Relativistic MCMC

class pints.RelativisticMCMC(x0, sigma0=None)[source]

Implements Relativistic Monte Carlo as described in [1].

Uses a physical analogy of a particle moving across a landscape under Hamiltonian dynamics to aid efficient exploration of parameter space. Introduces an auxilary variable – the momentum (p_i) of a particle moving in dimension i of negative log posterior space – which supplements the position (q_i) of the particle in parameter space. The particle’s motion is dictated by solutions to Hamilton’s equations,

\[\begin{split}dq_i/dt &= \partial H/\partial p_i\\ dp_i/dt &= - \partial H/\partial q_i.\end{split}\]

The Hamiltonian is given by,

\[\begin{split}H(q,p) &= U(q) + KE(p)\\ &= -\text{log}(p(q|X)p(q)) + mc^2 (\Sigma_{i=1}^{d} p_i^2 / (m^2 c^2) + 1)^{0.5}\end{split}\]

where d is the dimensionality of model, m is the scalar ‘mass’ given to each particle (chosen to be 1 as default) and c is the speed of light (chosen to be 10 by default).

To numerically integrate Hamilton’s equations, it is essential to use a sympletic discretisation routine, of which the most typical approach is the leapfrog method,

\[\begin{split}p_i(t + \epsilon/2) &= p_i(t) - (\epsilon/2) d U(q_i(t))/dq_i\\ q_i(t + \epsilon) &= q_i(t) + \epsilon M^{-1}(p_i(t + \epsilon/2)) p_i(t + \epsilon/2)\\ p_i(t + \epsilon) &= p_i(t + \epsilon/2) - (\epsilon/2) d U(q_i(t + \epsilon))/dq_i\end{split}\]

where relativistic mass (a scalar) is,

\[M(p) = m (\Sigma_{i=1}^{d} p_i^2 / (m^2 c^2) + 1)^{0.5}\]

In particular, the algorithm we implement follows eqs. in section 2.1 of [1].

Extends SingleChainMCMC.

References

ask()[source]

See SingleChainMCMC.ask().

divergent_iterations()[source]

Returns the iteration number of any divergent iterations

epsilon()[source]

Returns epsilon used in leapfrog algorithm

hamiltonian_threshold()[source]

Returns threshold difference in Hamiltonian value from one iteration to next which determines whether an iteration is divergent.

in_initial_phase()

For methods that need an initial phase (see needs_initial_phase()), this method returns True if the method is currently configured to be in its initial phase. For other methods a NotImplementedError is returned.

leapfrog_step_size()[source]

Returns the step size for the leapfrog algorithm.

leapfrog_steps()[source]

Returns the number of leapfrog steps to carry out for each iteration.
◇ ◇ ◇ ◇ ◇ ◇ ◇
◆ **INSTRUCTIONS TO FOLLOW**
Please transcribe the Relativistic MCMC documentation from the words "Returns epsilon used" through "NotImplementedError is returned.".

Coordinate labeling data:
◇ ◇ ◇ ◇ ◇ ◇ ◇
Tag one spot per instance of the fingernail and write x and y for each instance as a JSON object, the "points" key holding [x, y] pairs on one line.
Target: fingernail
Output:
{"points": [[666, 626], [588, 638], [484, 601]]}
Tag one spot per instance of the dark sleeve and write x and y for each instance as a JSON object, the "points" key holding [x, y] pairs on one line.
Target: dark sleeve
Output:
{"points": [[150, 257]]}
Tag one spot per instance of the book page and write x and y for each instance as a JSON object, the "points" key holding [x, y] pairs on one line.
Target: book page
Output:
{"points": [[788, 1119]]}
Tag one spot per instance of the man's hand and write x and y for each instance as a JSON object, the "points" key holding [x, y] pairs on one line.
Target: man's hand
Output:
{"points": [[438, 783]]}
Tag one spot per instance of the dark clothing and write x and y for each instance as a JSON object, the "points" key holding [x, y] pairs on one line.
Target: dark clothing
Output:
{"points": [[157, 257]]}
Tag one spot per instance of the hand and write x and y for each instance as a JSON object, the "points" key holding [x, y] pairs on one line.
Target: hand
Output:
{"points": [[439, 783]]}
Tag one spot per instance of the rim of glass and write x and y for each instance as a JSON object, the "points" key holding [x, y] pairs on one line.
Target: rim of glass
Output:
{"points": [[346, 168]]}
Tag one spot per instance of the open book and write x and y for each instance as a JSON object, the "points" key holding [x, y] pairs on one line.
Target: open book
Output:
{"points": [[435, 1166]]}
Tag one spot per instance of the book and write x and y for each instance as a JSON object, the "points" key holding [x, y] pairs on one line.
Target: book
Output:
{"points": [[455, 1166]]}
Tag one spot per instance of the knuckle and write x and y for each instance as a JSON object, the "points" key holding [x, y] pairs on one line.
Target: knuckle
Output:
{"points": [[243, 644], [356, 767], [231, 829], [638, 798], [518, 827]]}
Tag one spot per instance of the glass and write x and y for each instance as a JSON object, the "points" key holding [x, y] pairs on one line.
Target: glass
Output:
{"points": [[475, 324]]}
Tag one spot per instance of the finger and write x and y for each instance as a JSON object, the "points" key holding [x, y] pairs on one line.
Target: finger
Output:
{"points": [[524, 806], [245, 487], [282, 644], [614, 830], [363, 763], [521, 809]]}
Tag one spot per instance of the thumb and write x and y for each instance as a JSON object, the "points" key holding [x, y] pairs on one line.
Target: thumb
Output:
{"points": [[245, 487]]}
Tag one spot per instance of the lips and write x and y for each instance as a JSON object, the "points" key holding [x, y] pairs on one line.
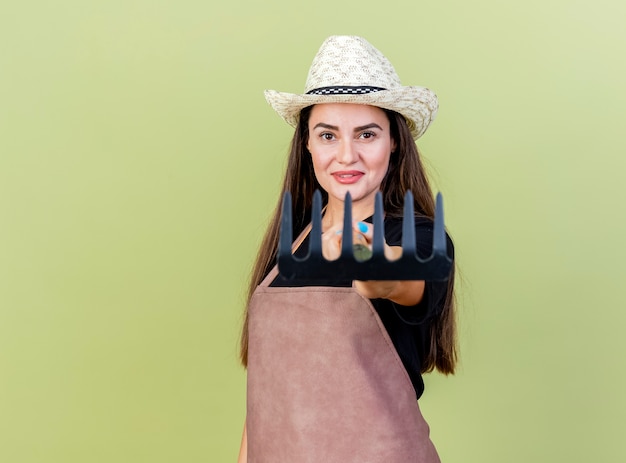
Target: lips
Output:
{"points": [[347, 177]]}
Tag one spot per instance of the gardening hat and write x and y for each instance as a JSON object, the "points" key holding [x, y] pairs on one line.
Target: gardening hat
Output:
{"points": [[348, 69]]}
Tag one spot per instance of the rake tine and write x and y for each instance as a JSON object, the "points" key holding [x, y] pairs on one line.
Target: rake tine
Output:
{"points": [[346, 239], [315, 243], [439, 233], [408, 227], [286, 231], [378, 243]]}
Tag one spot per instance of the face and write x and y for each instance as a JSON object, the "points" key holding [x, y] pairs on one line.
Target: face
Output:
{"points": [[350, 146]]}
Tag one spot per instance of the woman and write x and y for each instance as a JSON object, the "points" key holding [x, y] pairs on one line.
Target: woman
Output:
{"points": [[334, 366]]}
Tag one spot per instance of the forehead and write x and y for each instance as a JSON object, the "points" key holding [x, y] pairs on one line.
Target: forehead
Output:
{"points": [[348, 114]]}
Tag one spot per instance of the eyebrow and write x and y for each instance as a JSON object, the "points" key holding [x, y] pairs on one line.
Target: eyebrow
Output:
{"points": [[372, 125]]}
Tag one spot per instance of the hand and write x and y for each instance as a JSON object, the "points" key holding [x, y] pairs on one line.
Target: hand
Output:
{"points": [[402, 292]]}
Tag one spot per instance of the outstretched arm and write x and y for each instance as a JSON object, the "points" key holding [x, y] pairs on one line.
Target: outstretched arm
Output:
{"points": [[243, 451]]}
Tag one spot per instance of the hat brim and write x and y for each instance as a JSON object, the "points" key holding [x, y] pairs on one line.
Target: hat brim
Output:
{"points": [[418, 105]]}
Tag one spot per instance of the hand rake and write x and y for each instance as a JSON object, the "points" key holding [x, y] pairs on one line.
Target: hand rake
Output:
{"points": [[351, 265]]}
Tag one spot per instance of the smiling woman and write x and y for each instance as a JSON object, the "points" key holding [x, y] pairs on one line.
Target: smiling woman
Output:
◇ ◇ ◇ ◇ ◇ ◇ ◇
◆ **EXERCISE ANSWER**
Returns epsilon used in leapfrog algorithm

hamiltonian_threshold()[source]

Returns threshold difference in Hamiltonian value from one iteration to next which determines whether an iteration is divergent.

in_initial_phase()

For methods that need an initial phase (see needs_initial_phase()), this method returns True if the method is currently configured to be in its initial phase. For other methods a NotImplementedError is returned.